━━━ Extracto de página

Al comenzar 2014 los diarios nos anotician de los trágicos episodios en las rutas, una triste realidad que se repite, pese a que en el país existe una ley de tránsito exigente que, a la luz de los hechos, no se respeta de ninguna manera.

Según la Asociación Luchemos por la Vida en Argentina se mueren diariamente 22 personas en las rutas y caminos. La inseguridad vial, así, se suma a la inseguridad producto de la criminalidad.

Pero con una salvedad: las estadísticas muestran que en el país muere más gente producto de accidentes de tránsito que ha raíz de hechos delictivos.

Se trata de una realidad que en el fondo cuestiona algo más importante: hasta qué punto importa la vida humana en una sociedad que se declara, en los papeles, civilizada y madura.

El hecho de no respetar las señales de tránsito –una de las causas de las tragedias en las rutas- revela que los argentinos tenemos un problema con la norma. Como si la ley no existiese para cuidarnos sino para embromarnos la vida.

━━━━━━

Tareas –
(A) Responde estas preguntas sobre el texto de la inseguridad vial:
(i) ¿Al comienzo de qué año informan los diarios de los episodios trágicos en las rutas?
(ii) Según la Asociación Luchemos por la Vida, ¿cuántas personas mueren por día en las rutas y caminos de Argentina?
(iii) Según las estadísticas citadas, ¿qué causa más muertes en el país, los accidentes de tránsito o los hechos delictivos?
(B) Enumera la primera palabra de cada párrafo del texto de la inseguridad vial, en orden.
(C) Continúa, por favor, el texto de la inseguridad vial desde su última oración.
Los datos no hacen falta.

━━━ Listado de datos

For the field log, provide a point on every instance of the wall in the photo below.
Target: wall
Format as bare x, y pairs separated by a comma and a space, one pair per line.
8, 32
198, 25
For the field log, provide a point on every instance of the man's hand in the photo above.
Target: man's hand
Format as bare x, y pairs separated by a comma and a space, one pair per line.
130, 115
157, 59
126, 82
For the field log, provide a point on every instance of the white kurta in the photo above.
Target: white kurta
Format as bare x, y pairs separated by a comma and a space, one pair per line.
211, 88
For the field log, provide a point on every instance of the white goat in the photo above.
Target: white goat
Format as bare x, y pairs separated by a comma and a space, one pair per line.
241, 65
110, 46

━━━━━━
━━━ Listado de datos

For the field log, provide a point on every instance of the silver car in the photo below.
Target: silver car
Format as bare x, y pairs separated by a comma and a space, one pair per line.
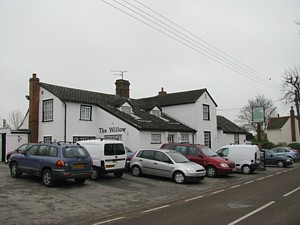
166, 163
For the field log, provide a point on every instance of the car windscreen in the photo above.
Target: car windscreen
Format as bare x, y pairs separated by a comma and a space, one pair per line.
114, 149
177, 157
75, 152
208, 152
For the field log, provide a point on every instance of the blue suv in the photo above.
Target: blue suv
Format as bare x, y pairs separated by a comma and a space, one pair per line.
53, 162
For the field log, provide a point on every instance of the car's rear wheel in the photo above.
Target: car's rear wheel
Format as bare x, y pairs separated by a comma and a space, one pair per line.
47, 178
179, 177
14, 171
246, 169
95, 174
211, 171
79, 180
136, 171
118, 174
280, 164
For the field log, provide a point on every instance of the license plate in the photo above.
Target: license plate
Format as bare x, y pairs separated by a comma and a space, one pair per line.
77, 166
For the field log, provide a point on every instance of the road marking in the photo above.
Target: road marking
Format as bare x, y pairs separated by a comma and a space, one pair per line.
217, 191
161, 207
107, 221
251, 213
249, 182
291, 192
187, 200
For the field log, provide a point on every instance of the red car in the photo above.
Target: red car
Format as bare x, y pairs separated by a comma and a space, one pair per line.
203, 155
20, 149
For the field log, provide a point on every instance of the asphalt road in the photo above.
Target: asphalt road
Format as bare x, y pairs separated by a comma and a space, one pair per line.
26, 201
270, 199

━━━━━━
━━━ Listado de datos

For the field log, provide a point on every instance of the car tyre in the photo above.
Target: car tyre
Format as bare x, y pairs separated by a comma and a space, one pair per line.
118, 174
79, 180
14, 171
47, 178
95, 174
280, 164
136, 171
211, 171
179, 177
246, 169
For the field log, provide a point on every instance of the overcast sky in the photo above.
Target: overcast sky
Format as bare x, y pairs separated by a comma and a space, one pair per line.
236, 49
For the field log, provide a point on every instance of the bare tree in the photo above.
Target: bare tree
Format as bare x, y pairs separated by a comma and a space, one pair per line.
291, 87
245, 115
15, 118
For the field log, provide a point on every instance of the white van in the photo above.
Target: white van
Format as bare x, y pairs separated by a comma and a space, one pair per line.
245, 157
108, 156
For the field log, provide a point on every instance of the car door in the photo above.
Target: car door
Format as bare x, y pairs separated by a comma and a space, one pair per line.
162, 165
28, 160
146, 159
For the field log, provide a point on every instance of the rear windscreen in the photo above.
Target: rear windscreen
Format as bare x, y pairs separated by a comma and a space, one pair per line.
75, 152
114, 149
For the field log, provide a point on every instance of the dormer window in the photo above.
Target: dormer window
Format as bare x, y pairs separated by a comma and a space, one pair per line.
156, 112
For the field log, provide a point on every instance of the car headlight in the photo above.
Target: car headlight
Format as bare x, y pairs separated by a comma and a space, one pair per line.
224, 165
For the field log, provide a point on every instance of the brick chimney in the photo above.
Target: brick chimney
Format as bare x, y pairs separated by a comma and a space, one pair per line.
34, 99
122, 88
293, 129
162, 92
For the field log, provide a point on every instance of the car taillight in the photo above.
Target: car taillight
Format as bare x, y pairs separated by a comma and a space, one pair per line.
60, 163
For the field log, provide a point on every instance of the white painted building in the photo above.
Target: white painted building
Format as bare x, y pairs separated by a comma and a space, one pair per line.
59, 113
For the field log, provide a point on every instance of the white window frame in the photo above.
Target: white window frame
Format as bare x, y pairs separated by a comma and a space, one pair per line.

━━━━━━

Resultados en orden –
(A)
(i) 2014.
(ii) 22 personas.
(iii) Los accidentes de tránsito.

(B) Al, Según, Pero, Se, El

(C)
En muchos casos no se cumplen las indicaciones primarias; a saber: no consumir alcohol si se va a manejar, colocarse el cinturón de seguridad, controlar el vehículo antes de salir a la ruta, o no sobrepasar la velocidad indicada.

Pero a la estadística de muertos en accidentes de tránsito hay que sumarle el otro costo humano: los heridos de gravedad, que muchas veces mueren a los pocos días de los siniestros.

Estos decesos no son registrados luego como víctimas de la inseguridad vial. Pero además muchas personas que salvan sus vidas en estos episodios quedan con alguna discapacidad permanente, de carácter físico o psíquico, y hasta llegan a perder sus empleos.

El tránsito también refleja la conducta agresiva de una sociedad que no puede exorcizar la violencia, convertida en un mal transversal en Argentina. Las encuestas revelan, a propósito, que los argentinos somos cada vez más agresivos al volante.

Esto se echa de ver, sobre todo, en los grandes conglomerados urbanos. Un estudio de la Asociación Luchemos por la Vida realizado en la Ciudad de Buenos Aires, mostró que la mayoría de los encuestados reconoció que insulta y gesticula cuando otro conductor lo molesta con sus maniobras.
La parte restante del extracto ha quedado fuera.